» **Instruction**: Beginning with the line where "Task: the component shall indicate the lone" appears, repeat every remaining line of the entries exactly, the last line included.

» **Provided information**:

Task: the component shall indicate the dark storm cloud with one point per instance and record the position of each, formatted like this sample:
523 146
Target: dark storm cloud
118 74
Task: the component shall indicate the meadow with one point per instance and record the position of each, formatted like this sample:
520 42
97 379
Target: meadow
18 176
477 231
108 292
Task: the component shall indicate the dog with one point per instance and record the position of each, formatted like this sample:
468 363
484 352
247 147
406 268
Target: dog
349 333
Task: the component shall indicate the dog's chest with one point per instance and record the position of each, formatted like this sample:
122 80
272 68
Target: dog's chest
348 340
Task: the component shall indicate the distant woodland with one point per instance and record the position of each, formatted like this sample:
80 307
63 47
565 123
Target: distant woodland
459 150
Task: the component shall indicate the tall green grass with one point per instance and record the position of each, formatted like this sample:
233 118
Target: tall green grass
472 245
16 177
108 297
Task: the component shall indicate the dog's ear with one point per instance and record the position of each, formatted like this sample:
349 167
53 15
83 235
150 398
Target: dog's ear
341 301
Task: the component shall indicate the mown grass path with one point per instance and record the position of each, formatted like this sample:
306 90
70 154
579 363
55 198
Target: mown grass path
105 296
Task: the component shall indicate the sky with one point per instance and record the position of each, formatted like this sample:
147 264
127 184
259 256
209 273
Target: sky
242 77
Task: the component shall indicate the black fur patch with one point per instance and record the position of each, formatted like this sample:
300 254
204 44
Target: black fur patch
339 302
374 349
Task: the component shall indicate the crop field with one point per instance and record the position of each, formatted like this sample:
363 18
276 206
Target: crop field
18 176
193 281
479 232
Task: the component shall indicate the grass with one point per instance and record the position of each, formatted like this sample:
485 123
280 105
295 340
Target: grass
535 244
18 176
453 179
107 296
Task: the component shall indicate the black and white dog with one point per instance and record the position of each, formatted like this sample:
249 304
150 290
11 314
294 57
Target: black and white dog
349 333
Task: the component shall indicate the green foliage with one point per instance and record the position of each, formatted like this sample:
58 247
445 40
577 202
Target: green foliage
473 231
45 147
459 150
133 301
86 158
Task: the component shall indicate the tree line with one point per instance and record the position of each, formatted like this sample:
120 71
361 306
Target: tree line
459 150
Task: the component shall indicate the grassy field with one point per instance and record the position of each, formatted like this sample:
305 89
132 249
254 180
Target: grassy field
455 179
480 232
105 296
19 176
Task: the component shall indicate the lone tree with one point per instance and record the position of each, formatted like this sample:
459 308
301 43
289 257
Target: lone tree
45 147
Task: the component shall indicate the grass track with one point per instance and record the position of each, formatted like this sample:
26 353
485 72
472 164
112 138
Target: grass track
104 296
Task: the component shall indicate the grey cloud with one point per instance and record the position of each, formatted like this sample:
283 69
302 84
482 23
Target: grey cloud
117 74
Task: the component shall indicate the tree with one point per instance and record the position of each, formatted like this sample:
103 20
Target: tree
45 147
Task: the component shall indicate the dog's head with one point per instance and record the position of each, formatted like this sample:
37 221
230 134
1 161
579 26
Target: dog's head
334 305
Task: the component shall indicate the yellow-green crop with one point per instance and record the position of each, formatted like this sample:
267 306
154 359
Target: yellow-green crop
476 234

» **Answer for the task**:
Task: the component shall indicate the lone tree with one point per instance and record the position of each, formatted like this sample:
459 308
301 43
289 257
Target: lone tree
45 147
Task: the component shall indicate the grass track with one point per instance and record the position of each, formatted like this sample:
26 353
485 72
472 164
112 138
Target: grass track
104 296
Task: the component shall indicate the grey cloud with one point per instance and record the position of each, formatted like this sample:
283 69
302 84
482 23
Target: grey cloud
117 74
Task: the component shall indicate the tree with one point per instance and record the position of each, formatted like this sample:
103 20
Target: tree
45 147
Task: the component shall indicate the dog's head with one point per instance and record the position of each, formatted like this sample:
37 221
230 134
1 161
579 26
Target: dog's head
334 305
Task: the component shall indicate the yellow-green crop with one point per instance and record the position of each, formatted like this sample:
267 306
154 359
Target: yellow-green crop
476 234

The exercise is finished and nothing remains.